■ **TEXT EXTRACT**:
+---+
# Watch out, Tivo: FiOS Media Server



## bmgoodman (Dec 20, 2000)

ZDNet is reporting that Verizon is planning to offer a wireless home media server to its FiOS customers:

http://www.zdnet.com/blog/home-thea...l-off-set-top-box-with-home-media-server/5506

Tivo needs to up their game.


----------



## aaronwt (Jan 31, 2002)

Coming around the end of 2012. I can get a 4 tuner TiVo right now. 12 months is a long ways off. And they only plan to use a 1TB hard drive for six tuners.
2TB isn't even enough for the four tuner Elite. 1TB will be nowhere near enough storage capacity for a six tuner box. 2TB should be the bare minimum for that many tuners.


----------



## innocentfreak (Aug 25, 2001)

I can't even imagine what Verizon would charge for it.


----------



## davezatz (Apr 18, 2002)

innocentfreak said:


> I can't even imagine what Verizon would charge for it.


I think the current DVRs are about $15 with the current whole home functionality pushing it towards $20. I'd say they' drop the $20 model and slide this one in and/or price it at $25? What's RCN charging for the Premiere Elite/Q? And in theory, you'd save money on not needing more DVRs in the house and just have the small extenders. Assuming you hang a drive off the Media Server if it lands with only 1TB. (They told me at least 500MB, but looking like 1TB at this point.)


----------



## slowbiscuit (Sep 19, 2006)

aaronwt said:


> 2TB isn't even enough for the four tuner Elite.
+---+
■ **PROBLEM**: Reproduce the FiOS Media Server thread from "## aaronwt (Jan" to "that many tuners.", changing "hard drive" to "disk drive".
+---+
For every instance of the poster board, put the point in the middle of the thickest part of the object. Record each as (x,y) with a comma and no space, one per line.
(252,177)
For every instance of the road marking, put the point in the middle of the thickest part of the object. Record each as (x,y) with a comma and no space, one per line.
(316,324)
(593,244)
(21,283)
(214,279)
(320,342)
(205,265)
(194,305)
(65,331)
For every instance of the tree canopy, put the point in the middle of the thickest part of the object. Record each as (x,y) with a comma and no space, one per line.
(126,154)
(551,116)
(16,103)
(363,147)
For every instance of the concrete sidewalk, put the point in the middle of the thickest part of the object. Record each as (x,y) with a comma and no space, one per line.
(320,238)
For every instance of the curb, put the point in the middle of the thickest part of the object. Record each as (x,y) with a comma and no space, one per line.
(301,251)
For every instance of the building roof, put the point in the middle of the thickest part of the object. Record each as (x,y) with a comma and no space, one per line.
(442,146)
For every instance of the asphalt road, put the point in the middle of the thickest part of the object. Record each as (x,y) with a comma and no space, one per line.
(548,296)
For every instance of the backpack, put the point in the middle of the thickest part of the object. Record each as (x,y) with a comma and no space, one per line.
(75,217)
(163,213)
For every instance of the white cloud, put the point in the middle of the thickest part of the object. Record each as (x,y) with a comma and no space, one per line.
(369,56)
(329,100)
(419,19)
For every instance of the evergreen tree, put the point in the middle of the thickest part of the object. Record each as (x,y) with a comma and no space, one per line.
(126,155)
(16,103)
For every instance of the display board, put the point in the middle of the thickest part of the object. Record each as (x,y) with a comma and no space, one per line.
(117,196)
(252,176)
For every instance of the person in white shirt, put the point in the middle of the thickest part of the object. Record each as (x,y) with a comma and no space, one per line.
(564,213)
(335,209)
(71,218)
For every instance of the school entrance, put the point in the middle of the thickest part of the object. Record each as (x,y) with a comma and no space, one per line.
+---+
■ **RESULT OF THIS TASK**:
## aaronwt (Jan 31, 2002)

Coming around the end of 2012. I can get a 4 tuner TiVo right now. 12 months is a long ways off. And they only plan to use a 1TB disk drive for six tuners.
2TB isn't even enough for the four tuner Elite. 1TB will be nowhere near enough storage capacity for a six tuner box. 2TB should be the bare minimum for that many tuners.